**Texto fornecido**
De volta a Calais, a Presidente da Câmara diz que a União Europeia não assume as suas responsabilidades. É preciso, segundo ela, impor quotas de migração a todos os Estados-membros e rever, completamente, o Acordo de Schengen e ela quer, acima de tudo, que o Reino Unido assine o documento:

“Ou estamos na Europa ou estamos fora da Europa. O governo britânico não pode olhar para o que lhe interessa e não olhar, na sua globalidade, para a problemática da Europa”, refere Natacha Bouchart.

Em Calais, as expulsões continuam mas, no novo acampamento, criado pelas autoridades, as condições são melhores. Aqui são distribuídas, diariamente, refeições. Há água e instalações sanitárias e também alojamento, em edifícios prefabricados, para mulheres e crianças. Os homens permanecem em tendas no exterior, uma solução que várias instituições humanitárias consideram inaceitável.

Como muitos outros, este homem está cansado. Ele fugiu ao regime Bashar al-Assad, na Síria. Há dois anos que anda de país em país, na Europa, à medida que vai sendo expulso. Chegou a França há poucos dias. Também ele quer ir para o Reino Unido:

“Não tenho escolha. Desde que estou na Europa, depois de me tirarem as impressões digitais, põem-me na rua. Onde está o lado humano? A lei? Onde estão os Direitos Humanos de que se fala tanto?”

Mas todas as histórias têm vários lados. Para os habitantes de Calais albergar estes imigrantes não é uma questão consensual e, para alguns, a criação do novo campo, para recebê-los, não acaba com o problema nem com os perigos que se colocam, como as tentativas de intrusão:

“Vimos movimento na vedação da nossa casa, eles estavam a cortar a sebe. Entraram pelo jardim do vizinho, cortaram a cerca, e estavam a cortar a madeira. Eles não só estragaram a vedação do vizinho como usaram o jardim como casa de banho”, explica Didier Fosseux, residente de Calais.

**Entradas fornecidas**
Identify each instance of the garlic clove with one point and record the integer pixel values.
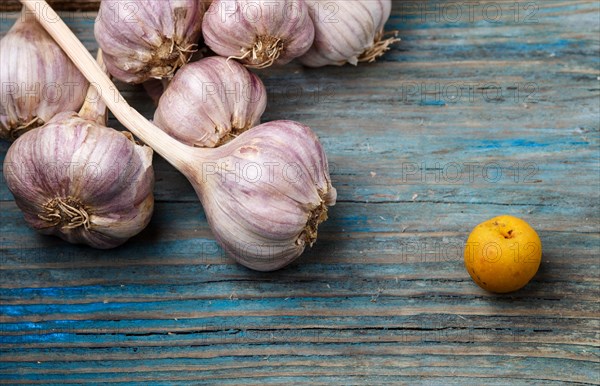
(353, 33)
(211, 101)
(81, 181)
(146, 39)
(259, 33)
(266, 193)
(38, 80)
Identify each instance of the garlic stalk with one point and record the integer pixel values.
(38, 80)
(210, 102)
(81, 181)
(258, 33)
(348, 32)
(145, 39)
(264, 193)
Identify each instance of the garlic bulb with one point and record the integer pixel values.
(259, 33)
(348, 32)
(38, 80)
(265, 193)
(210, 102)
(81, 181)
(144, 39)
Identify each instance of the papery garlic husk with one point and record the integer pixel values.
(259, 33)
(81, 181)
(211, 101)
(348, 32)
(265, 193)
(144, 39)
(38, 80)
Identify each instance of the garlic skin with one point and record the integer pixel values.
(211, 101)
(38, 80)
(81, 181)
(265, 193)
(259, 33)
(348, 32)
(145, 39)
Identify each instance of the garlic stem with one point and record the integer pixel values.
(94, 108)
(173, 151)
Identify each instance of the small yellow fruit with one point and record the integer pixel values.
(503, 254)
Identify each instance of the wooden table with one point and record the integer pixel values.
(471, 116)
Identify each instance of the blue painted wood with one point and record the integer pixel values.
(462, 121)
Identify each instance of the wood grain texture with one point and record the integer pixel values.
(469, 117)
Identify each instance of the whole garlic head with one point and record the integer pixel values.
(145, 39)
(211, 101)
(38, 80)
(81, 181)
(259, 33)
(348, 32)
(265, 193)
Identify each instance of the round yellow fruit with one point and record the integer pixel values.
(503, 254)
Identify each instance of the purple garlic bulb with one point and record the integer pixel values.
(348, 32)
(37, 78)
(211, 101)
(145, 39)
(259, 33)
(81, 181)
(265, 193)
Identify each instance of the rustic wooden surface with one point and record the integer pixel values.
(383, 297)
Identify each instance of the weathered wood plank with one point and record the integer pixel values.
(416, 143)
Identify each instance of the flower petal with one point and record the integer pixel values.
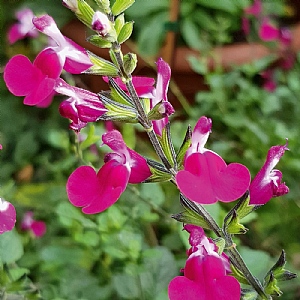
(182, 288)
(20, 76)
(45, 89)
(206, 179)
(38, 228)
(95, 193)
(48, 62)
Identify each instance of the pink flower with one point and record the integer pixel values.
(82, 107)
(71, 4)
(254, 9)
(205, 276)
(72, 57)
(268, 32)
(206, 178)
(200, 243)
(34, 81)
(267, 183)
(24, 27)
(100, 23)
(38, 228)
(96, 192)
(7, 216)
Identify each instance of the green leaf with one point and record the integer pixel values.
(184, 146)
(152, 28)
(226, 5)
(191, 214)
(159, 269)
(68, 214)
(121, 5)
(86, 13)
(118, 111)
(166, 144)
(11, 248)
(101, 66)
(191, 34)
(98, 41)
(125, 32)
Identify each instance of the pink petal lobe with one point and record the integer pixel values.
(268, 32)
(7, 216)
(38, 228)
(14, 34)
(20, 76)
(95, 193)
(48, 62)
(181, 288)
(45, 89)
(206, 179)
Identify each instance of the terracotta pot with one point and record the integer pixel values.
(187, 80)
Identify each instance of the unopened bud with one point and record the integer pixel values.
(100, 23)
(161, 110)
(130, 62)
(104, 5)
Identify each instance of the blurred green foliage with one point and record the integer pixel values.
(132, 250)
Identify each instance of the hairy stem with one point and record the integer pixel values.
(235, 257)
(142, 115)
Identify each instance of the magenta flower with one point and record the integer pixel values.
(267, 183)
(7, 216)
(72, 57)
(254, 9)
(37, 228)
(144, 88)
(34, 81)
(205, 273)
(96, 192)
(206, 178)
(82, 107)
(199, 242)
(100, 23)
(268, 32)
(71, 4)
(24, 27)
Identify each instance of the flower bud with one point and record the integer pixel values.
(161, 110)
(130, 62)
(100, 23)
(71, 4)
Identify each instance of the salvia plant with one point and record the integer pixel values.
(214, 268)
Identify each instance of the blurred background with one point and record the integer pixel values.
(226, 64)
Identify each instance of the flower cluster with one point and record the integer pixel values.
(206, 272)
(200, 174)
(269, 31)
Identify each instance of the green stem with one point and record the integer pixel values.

**Requisitos do exercício**
A – Pode alterar "integer pixel values" para "integer pixel coordinates" nas entradas, da linha com "Identify each instance of the flower cluster" até ao fim das entradas, e apresentar apenas essas linhas com tudo o resto inalterado?
B – Continue o texto sobre os migrantes em Calais a partir do ponto em que termina.
O texto e as entradas provêm de fontes distintas.

**Respostas**
A –
Identify each instance of the flower cluster with one point and record the integer pixel coordinates.
(206, 272)
(200, 174)
(269, 31)
Identify each instance of the green stem with one point and record the integer pixel coordinates.

B –
A paciência de residentes e comerciantes tem vindo a diminuir desde a destruição do acampamento de Sangatte em 2002:

“As histórias que contam dos seus países são trágicas e não foi por acaso que fugiram. Mas o que é certo é que não podemos carregar toda a miséria do mundo nas nossas costas… a solução, para essas pessoas, é deixá-las partir para Inglaterra”, adianta Fosseux.

Aqui, no ano passado, dezassete pessoas morreram a tentar passar esta fronteira cada vez mais segura. Ainda assim, foi para isso que vieram até aqui e, como acreditam não ter nada a perder, continuam a arriscar:

“Quando ia da Líbia para Itália o nosso barco afundou-se. Morreram cerca de 140 pessoas, mesmo à minha frente. Eu vi-as morrer”, diz um imigrante, outro desabafa:

“Cheguei vivo aqui… mas viver assim… Isto não é vida… É melhor arriscar e morrer.”